▶ EXTRAIT DU DOCUMENT:
____________________

Notre train va-t-il repartir ? Sans aucun doute, car le COVID-19 ne signe pas la fin de notre civilisation. Mais il signale peut-être la fin d’un cycle.
Pour autant le retour à la normale ne sera-t-il pas tout simplement le retour à l’anormal, si nous ne parvenons pas à aiguiller notre train sur de nouveaux rails afin qu’il prenne une autre voie ? Car cette crise n’en masque-t-elle pas une autre ? Le petit coronavirus ne cache-t-il pas la grande maladie qui touche la planète et le vivant ? La maladie de la cupidité, de l’avidité, de l’arrogance, de l’égoïsme ? Déjà Hannah Arendt avait posé, en son temps, un diagnostic sans appel : c’est l’ensemble de notre monde moderne qui est en crise, au sens où les hommes qui le composent ne savent plus où se situer dans l’Histoire et échouent à construire un monde commun.
« Comment changer de voie ? » s’interroge Edgar Morin (5) car « s’il semble possible d’en corriger certains maux, il est impossible de même freiner le déferlement techno-scientifico-économico-civilisationnel qui conduit la planète aux désastres. Aujourd’hui, tout est à repenser. Tout est à recommencer » conclut-il.
Tout repenser ?
Sommes-nous capables de produire une pensée à la mesure de la nouveauté que la crise révèle ? Car il serait folie de vouloir résoudre le problème avec les paramètres qui l’ont engendré.
Ce dont nous avons besoin est d’une nouvelle vision. Une nouvelle vision de l’homme, de l’histoire, de la science, de la politique, de la spiritualité, de l’art. Un nouveau sens donné à nos vies, à nos collectivités, à nos relations avec la nature. Une vision dans laquelle les valeurs, l’humain, la spiritualité, la philosophie aient toute leur place. Dans laquelle l’expérience de l’humanité est le terreau fertile des semences du futur.
« Il nous faut nous dégager d’alternatives bornées, auxquelles nous contraint le monde de connaissance et de pensée hégémoniques. » insiste Edgar Morin.
C’est d’une métamorphose culturelle dont nous avons besoin, capable de modifier en profondeur le paradigme de nos sociétés modernes. Elle exige de nouveaux imaginaires, inspirateurs et réalistes, reposant sur une connaissance transversale de l’histoire, des hommes et de la nature.

____________________

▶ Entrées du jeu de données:
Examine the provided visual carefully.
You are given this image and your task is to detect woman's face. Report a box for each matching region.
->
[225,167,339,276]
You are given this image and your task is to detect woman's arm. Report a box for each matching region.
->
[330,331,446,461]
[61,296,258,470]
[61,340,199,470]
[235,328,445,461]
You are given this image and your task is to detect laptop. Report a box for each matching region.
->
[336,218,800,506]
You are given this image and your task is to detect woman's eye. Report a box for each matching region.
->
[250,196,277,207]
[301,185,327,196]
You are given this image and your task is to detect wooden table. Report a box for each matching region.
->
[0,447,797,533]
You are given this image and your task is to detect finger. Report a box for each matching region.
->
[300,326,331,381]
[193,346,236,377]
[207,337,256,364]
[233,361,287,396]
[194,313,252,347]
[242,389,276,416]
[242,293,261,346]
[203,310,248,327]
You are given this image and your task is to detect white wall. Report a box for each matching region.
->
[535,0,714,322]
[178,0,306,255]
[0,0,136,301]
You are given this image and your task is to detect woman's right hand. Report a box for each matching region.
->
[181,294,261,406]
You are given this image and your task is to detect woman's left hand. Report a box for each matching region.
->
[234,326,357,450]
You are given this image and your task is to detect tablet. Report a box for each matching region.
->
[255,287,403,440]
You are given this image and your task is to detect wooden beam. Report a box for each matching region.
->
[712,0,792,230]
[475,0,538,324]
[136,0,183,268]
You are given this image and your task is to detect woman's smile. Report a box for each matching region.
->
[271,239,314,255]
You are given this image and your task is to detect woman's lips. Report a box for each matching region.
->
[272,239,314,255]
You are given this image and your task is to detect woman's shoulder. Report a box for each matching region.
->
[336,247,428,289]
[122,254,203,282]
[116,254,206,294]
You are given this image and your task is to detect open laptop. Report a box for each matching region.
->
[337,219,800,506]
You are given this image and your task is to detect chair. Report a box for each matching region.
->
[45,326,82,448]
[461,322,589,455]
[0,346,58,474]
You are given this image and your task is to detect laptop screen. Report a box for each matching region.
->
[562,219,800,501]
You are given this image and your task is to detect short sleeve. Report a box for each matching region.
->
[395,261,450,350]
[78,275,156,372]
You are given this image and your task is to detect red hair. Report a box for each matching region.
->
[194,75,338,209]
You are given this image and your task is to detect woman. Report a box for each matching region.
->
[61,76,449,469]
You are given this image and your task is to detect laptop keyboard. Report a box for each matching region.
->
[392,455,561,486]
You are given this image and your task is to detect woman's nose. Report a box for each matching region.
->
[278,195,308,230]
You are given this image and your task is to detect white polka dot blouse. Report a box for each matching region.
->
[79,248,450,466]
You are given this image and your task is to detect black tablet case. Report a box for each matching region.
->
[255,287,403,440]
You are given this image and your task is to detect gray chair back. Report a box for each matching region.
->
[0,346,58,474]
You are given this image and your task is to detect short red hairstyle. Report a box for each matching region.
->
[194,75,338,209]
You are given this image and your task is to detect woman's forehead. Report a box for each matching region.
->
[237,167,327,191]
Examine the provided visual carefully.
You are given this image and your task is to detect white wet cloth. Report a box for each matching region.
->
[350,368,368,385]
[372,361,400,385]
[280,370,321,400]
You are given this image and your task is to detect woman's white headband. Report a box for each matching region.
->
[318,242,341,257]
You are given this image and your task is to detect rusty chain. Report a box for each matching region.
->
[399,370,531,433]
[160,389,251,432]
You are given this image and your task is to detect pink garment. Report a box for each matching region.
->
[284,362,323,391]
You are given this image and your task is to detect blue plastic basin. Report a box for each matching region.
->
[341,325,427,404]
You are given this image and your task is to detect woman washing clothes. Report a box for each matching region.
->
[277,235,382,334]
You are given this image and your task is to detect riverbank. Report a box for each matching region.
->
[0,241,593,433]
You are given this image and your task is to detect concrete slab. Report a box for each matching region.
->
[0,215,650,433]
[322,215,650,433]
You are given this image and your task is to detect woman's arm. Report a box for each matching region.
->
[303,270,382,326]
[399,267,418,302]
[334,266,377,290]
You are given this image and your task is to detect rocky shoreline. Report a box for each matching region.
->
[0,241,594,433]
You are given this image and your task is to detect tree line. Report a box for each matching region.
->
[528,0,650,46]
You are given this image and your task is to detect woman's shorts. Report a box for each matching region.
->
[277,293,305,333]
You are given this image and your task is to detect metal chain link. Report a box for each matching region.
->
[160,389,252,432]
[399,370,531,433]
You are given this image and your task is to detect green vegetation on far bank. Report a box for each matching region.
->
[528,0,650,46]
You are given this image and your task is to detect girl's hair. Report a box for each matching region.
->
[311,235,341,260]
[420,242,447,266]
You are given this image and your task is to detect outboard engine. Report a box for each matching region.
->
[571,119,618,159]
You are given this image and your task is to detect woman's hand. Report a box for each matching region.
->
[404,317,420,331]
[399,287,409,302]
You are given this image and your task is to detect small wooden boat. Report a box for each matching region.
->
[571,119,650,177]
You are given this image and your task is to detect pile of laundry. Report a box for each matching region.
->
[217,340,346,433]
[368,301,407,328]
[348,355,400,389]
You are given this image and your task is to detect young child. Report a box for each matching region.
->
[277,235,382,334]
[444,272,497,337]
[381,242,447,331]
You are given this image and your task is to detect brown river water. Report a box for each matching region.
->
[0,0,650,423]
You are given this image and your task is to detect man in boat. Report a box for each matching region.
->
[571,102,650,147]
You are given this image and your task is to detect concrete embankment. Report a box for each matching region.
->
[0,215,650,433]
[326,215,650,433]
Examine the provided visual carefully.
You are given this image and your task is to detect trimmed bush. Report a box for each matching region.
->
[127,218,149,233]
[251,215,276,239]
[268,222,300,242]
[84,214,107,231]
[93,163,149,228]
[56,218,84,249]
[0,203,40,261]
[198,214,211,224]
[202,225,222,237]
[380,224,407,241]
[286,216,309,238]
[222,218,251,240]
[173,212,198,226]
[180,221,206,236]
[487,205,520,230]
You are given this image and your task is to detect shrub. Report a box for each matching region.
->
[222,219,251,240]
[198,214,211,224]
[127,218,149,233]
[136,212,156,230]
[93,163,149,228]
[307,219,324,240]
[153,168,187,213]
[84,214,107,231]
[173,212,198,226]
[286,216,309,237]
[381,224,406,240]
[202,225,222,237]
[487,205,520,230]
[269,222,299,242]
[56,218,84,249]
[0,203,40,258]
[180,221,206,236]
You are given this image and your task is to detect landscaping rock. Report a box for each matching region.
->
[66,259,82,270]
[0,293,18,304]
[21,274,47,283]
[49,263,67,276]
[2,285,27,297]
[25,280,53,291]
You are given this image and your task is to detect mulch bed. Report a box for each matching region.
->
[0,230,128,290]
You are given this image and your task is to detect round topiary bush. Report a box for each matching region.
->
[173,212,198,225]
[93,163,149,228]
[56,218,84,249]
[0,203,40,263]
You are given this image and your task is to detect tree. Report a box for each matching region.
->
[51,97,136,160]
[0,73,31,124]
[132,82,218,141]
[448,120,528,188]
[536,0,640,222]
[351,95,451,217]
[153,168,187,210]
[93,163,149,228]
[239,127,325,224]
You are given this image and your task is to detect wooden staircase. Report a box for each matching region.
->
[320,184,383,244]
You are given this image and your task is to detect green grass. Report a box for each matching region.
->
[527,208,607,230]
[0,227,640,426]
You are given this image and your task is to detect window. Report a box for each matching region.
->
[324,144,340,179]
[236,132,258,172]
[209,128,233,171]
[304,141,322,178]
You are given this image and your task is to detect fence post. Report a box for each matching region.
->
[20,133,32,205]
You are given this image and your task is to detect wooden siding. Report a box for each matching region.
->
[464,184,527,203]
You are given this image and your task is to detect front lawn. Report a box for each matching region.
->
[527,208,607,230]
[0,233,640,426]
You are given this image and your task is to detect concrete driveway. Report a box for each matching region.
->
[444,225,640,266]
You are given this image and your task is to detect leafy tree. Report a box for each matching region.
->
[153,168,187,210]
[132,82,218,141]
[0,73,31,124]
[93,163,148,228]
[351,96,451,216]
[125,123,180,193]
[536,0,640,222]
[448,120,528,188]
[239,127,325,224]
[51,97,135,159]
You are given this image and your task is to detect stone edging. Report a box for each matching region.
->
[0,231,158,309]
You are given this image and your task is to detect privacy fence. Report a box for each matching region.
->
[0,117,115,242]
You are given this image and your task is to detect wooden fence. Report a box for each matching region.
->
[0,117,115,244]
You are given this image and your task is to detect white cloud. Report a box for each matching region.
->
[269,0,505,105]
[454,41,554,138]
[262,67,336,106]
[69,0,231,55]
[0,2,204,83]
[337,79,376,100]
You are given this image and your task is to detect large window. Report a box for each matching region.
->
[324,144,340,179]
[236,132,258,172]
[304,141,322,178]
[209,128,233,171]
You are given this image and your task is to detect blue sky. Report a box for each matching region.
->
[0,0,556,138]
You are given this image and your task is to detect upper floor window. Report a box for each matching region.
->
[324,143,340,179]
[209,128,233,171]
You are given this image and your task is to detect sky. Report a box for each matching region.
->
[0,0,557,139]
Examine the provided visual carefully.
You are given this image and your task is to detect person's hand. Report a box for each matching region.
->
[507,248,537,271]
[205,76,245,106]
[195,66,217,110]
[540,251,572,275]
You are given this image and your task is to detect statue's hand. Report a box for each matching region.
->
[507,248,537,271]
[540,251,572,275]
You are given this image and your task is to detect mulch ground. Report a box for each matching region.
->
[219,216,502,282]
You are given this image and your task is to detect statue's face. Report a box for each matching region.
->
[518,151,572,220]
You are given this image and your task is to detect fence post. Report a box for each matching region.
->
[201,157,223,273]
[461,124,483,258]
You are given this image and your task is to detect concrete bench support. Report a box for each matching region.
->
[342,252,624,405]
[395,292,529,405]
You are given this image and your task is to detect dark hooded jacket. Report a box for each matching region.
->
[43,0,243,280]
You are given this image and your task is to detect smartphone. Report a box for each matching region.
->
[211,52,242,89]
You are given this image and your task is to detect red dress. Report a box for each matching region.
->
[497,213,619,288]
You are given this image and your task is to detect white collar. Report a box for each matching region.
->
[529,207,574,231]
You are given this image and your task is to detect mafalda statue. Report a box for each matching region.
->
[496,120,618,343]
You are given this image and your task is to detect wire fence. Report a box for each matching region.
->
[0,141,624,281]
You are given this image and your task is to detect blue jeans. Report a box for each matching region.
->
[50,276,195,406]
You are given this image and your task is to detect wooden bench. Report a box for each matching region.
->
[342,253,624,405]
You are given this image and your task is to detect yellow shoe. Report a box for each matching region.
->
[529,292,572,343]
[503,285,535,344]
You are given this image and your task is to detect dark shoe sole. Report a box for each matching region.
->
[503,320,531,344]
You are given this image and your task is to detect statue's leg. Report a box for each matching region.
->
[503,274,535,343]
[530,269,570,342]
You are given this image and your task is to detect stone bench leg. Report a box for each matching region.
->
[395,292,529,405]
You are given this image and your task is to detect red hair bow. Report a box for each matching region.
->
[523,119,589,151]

____________________

▶ TRAVAIL À FAIRE:
- a) Dans l'extrait, relevez tous les domaines énumérés dans la phrase qui commence par « Une nouvelle vision de l'homme ».
- b) Reproduisez le passage de l'extrait qui commence par « Tout repenser ? » et se poursuit jusqu'à « insiste Edgar Morin. ».
- c) Quel diagnostic l'extrait attribue-t-il à Hannah Arendt ?

▶ SOLUTIONS PROPOSÉES:
- a) l'homme, l'histoire, la science, la politique, la spiritualité, l'art

- b)
Tout repenser ?
Sommes-nous capables de produire une pensée à la mesure de la nouveauté que la crise révèle ? Car il serait folie de vouloir résoudre le problème avec les paramètres qui l’ont engendré.
Ce dont nous avons besoin est d’une nouvelle vision. Une nouvelle vision de l’homme, de l’histoire, de la science, de la politique, de la spiritualité, de l’art. Un nouveau sens donné à nos vies, à nos collectivités, à nos relations avec la nature. Une vision dans laquelle les valeurs, l’humain, la spiritualité, la philosophie aient toute leur place. Dans laquelle l’expérience de l’humanité est le terreau fertile des semences du futur.
« Il nous faut nous dégager d’alternatives bornées, auxquelles nous contraint le monde de connaissance et de pensée hégémoniques. » insiste Edgar Morin.

- c) C'est l'ensemble du monde moderne qui est en crise : les hommes ne savent plus où se situer dans l'Histoire et échouent à construire un monde commun.